- [Stored data entries]
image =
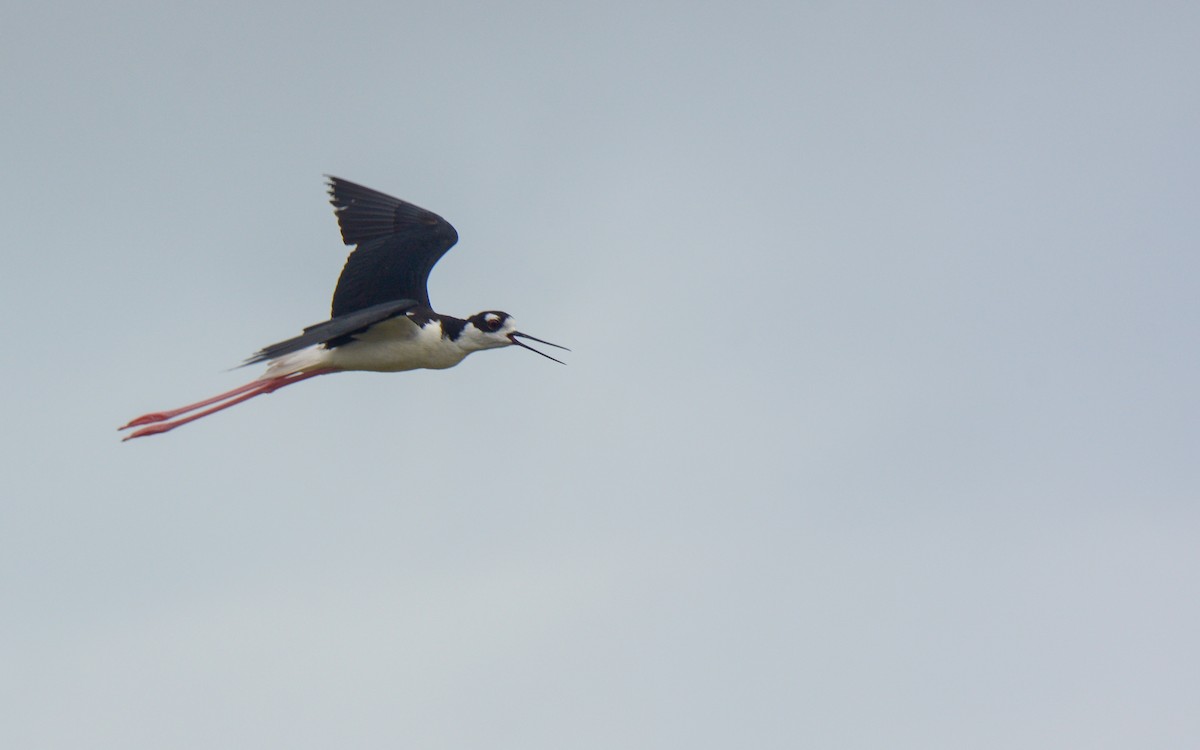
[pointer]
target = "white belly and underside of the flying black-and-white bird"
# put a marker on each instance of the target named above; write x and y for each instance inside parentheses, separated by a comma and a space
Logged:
(392, 346)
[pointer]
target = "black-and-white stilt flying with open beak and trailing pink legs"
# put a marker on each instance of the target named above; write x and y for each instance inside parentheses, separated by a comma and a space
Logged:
(381, 320)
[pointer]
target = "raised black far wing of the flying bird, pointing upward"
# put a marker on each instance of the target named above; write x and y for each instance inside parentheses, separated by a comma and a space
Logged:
(398, 245)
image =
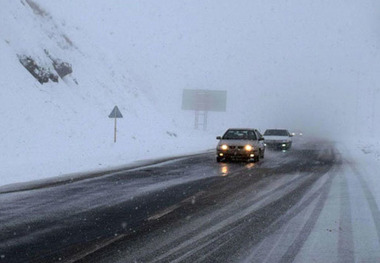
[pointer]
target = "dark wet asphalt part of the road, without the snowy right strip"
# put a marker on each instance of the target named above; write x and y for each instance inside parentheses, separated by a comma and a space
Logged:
(185, 210)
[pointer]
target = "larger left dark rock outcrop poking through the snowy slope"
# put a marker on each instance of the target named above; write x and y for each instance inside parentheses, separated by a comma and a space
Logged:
(42, 74)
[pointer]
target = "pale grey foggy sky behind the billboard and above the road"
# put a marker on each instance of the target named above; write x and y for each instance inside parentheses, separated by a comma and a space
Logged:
(309, 65)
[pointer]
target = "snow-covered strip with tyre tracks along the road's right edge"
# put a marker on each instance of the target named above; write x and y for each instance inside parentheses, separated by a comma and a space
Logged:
(348, 229)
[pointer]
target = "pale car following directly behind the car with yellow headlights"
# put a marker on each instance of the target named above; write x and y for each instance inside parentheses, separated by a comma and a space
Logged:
(278, 139)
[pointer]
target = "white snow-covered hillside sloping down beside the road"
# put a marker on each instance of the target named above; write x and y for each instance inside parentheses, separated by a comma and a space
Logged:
(54, 128)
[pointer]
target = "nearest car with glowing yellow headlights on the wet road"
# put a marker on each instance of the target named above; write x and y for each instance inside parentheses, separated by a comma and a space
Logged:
(240, 144)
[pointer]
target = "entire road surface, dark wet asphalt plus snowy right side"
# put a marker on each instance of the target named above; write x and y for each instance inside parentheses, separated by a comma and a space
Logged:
(315, 203)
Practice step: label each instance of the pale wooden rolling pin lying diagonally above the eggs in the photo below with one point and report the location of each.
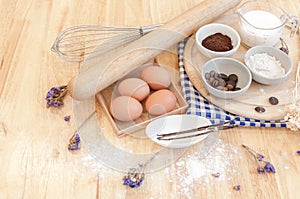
(102, 71)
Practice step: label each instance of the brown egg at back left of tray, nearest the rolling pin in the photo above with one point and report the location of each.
(134, 87)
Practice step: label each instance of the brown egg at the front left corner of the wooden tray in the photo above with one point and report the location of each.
(125, 108)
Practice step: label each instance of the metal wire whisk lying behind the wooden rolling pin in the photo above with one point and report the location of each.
(83, 42)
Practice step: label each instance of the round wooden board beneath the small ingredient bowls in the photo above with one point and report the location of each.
(258, 94)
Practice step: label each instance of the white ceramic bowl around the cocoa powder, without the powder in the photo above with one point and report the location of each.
(211, 29)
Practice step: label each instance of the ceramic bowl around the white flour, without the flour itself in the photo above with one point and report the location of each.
(283, 58)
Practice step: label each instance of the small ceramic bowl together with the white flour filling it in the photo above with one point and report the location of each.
(268, 65)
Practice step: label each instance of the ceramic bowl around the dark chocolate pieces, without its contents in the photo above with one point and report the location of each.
(227, 66)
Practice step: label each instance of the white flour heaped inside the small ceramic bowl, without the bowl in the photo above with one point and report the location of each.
(265, 65)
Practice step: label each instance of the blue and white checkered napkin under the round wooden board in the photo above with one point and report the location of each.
(198, 105)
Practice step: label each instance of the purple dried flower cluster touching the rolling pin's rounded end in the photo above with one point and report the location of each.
(55, 95)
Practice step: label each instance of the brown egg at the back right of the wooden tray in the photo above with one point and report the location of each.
(157, 77)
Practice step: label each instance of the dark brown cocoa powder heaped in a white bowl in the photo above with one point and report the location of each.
(217, 42)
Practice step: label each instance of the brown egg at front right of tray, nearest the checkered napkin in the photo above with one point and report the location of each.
(160, 102)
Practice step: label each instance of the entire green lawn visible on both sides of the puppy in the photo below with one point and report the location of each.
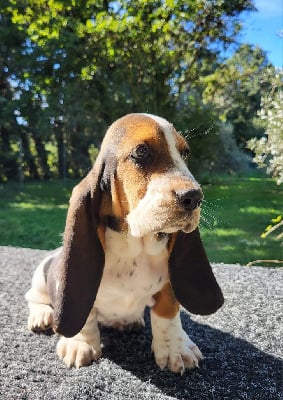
(234, 214)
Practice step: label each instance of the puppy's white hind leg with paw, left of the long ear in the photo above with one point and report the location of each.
(41, 313)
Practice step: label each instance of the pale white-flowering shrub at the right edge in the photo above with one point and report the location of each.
(269, 149)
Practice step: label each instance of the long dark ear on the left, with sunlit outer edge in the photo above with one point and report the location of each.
(80, 265)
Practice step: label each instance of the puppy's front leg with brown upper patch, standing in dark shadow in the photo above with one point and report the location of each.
(171, 345)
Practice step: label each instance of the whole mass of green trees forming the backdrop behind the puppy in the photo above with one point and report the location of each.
(70, 68)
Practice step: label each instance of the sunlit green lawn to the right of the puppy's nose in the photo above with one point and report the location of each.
(235, 213)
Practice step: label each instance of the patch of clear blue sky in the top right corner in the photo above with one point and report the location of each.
(263, 28)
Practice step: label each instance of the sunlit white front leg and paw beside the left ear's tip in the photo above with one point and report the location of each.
(83, 348)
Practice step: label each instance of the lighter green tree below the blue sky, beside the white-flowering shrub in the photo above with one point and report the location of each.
(236, 87)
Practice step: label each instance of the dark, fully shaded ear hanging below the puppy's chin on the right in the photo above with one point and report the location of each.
(191, 276)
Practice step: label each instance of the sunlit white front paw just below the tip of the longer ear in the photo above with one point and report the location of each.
(77, 353)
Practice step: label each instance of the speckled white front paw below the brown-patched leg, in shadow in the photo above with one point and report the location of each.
(176, 352)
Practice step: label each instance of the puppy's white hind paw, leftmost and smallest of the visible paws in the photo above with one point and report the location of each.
(40, 317)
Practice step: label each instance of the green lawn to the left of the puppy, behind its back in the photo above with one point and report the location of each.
(33, 214)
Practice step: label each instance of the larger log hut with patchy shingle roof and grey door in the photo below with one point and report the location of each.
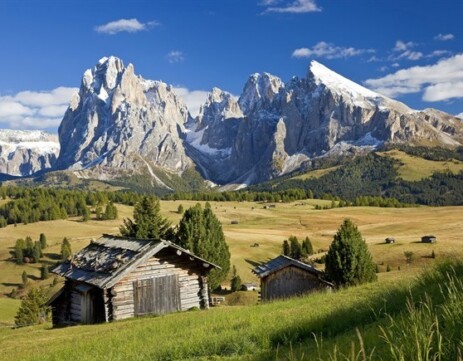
(114, 278)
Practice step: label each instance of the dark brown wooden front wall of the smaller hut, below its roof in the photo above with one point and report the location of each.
(287, 282)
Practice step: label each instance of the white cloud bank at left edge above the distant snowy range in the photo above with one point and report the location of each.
(31, 109)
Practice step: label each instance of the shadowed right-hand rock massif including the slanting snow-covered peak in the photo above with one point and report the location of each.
(284, 125)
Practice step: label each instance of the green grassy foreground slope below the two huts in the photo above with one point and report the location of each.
(276, 331)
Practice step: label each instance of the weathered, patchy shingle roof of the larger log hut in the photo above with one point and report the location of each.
(106, 260)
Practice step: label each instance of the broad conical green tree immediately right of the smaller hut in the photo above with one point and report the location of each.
(348, 261)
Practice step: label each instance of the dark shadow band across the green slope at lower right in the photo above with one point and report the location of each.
(387, 303)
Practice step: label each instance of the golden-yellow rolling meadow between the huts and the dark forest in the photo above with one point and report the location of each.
(268, 228)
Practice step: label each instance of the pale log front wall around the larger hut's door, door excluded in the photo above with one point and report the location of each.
(189, 281)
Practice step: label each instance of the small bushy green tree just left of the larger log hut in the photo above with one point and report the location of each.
(33, 309)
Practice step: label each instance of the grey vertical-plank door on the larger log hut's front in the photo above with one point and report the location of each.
(157, 295)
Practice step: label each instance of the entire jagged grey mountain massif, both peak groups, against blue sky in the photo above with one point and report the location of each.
(120, 124)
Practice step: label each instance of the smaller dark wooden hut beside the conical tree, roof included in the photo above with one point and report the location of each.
(283, 277)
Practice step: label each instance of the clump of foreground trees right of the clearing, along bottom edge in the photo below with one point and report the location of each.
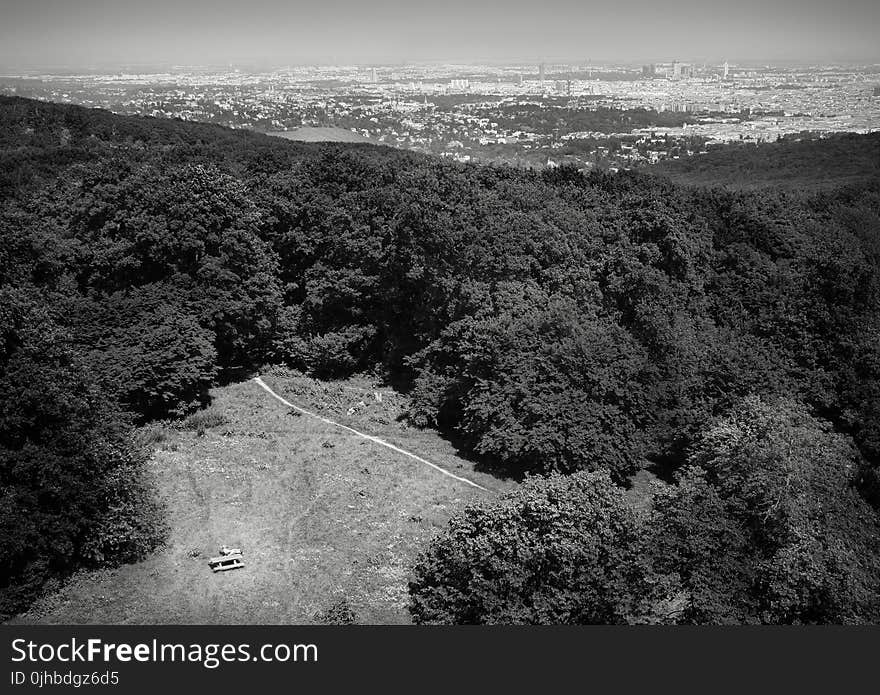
(763, 526)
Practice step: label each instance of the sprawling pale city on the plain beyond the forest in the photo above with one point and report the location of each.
(526, 115)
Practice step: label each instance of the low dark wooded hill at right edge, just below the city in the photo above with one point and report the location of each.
(835, 161)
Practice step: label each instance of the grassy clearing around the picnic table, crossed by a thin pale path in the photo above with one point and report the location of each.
(319, 513)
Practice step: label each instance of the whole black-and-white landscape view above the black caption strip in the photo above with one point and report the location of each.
(439, 314)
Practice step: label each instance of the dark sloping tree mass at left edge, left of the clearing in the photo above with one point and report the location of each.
(73, 484)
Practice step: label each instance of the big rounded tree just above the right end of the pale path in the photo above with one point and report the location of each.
(537, 384)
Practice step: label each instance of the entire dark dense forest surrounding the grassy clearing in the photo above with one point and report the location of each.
(563, 329)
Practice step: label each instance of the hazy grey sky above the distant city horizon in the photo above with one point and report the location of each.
(80, 33)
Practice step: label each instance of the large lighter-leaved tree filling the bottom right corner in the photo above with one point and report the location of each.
(766, 526)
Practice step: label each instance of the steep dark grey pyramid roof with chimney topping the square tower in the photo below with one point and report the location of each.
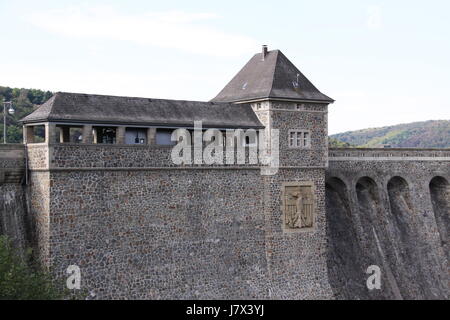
(274, 77)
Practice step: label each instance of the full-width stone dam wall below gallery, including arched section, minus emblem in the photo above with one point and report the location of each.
(140, 228)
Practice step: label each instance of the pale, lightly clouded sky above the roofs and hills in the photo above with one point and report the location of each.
(384, 62)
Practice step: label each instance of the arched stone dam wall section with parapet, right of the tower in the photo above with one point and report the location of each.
(389, 207)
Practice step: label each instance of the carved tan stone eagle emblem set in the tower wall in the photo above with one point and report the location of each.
(298, 205)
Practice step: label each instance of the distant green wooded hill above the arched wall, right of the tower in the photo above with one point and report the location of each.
(426, 134)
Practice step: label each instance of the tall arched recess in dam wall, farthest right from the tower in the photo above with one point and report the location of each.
(440, 198)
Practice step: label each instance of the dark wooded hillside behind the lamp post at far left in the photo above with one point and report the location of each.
(24, 102)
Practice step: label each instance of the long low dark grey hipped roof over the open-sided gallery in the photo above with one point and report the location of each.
(89, 108)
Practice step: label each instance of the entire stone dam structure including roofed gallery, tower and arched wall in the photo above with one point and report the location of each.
(140, 226)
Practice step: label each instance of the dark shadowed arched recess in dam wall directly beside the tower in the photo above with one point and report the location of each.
(345, 272)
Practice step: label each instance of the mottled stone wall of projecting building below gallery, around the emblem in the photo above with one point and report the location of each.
(140, 228)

- [What is expected]
Scan the data for the word "headlights" and copy every line where it shows up.

- [Solution to this task]
target = "pale car following directly behind the car with yellow headlights"
target = "nearest car with glowing yellow headlights on the wet road"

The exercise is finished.